**Raw data**
================================

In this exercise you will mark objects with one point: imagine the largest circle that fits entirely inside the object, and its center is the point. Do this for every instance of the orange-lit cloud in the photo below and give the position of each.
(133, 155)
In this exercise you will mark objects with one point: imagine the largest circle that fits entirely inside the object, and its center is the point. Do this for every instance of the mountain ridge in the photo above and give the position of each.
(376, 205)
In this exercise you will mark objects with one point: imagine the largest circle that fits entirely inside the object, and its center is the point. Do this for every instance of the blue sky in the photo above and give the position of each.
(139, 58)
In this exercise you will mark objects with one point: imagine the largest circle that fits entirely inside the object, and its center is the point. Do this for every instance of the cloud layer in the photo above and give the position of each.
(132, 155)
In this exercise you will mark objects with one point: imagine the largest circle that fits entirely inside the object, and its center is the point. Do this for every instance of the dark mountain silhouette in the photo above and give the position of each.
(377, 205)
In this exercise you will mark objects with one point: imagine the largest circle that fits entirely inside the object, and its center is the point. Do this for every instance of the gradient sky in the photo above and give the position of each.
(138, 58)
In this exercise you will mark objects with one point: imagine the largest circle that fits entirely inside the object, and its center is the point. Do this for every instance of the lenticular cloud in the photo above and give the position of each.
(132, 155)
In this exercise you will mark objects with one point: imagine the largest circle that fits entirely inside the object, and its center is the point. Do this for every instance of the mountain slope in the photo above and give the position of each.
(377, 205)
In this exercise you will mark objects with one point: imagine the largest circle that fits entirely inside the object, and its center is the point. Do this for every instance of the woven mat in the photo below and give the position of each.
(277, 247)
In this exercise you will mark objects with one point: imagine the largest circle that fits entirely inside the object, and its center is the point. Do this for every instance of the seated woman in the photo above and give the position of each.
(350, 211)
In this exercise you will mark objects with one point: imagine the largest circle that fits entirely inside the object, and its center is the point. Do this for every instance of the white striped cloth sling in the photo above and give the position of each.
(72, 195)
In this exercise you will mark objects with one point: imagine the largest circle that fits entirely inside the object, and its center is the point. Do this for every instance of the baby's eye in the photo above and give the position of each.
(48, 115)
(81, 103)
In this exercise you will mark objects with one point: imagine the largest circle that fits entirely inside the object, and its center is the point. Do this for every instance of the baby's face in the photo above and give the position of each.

================================

**Work request**
Recopy the entries above exactly, with every line included.

**Answer section**
In this exercise you will mark objects with one point: imagine the largest circle that fits entirely inside the object, and its center is the point. Do this for every instance of the orange-lit cloud in the photo below and give the position of each.
(133, 155)
In this exercise you will mark objects with one point: imagine the largest circle that fits entirely inside the object, and its center is the point. Do this for every instance of the mountain ridge in the photo above and give the position of each.
(376, 205)
In this exercise you will mark objects with one point: imagine the largest circle that fits entirely inside the object, and its center is the point. Do this for every instance of the blue sky in the photo above and give the position of each.
(139, 58)
In this exercise you will mark objects with one point: imagine the largest circle that fits entirely inside the object, and its center is the point. Do this for every instance of the cloud layer in the photo above and give the position of each.
(132, 155)
In this exercise you will mark objects with one point: imagine the largest circle that fits entirely inside the object, and its center is the point. Do this for every instance of the dark mountain silhouette in the photo above and give the position of each.
(377, 205)
In this exercise you will mark objects with one point: imagine the largest circle that fits entirely inside the object, and its center is the point. Do this for every instance of the gradient sky in the photo above and give the position of each.
(138, 58)
In this exercise you will mark objects with one point: imagine the largest circle that fits entirely inside the object, and its center is the point. Do this for every instance of the lenticular cloud in the photo above and give the position of each.
(132, 155)
In this exercise you will mark objects with one point: imagine the largest circle that fits entirely inside the object, and its center is the point. Do this for every instance of the mountain slope in the photo above and give the position of each.
(377, 205)
In this exercise you will mark objects with one point: imagine the largest circle that fits entirely inside the object, and its center is the point. Do this for every instance of the woven mat in the photo below and give the position of each.
(277, 247)
In this exercise you will mark objects with one point: imagine the largest circle that fits entirely inside the object, and its center is the point. Do this for every instance of the seated woman in the photo above and give the position of each.
(350, 211)
In this exercise you will mark objects with one point: imagine the largest circle that fits entirely inside the object, and its center is the point. Do this for every instance of the white striped cloth sling in the photo above and give the position of each.
(72, 195)
In this exercise you will mark objects with one point: imagine the largest circle that fits entirely inside the object, and its center is the point. Do this for every instance of the baby's eye in the photo above and give the position of each.
(48, 115)
(81, 103)
In this exercise you will mark objects with one point: imagine the largest circle that fits entirely inside the object, and its center is the point. Do this for every instance of the baby's face in the photo above and give the position of each.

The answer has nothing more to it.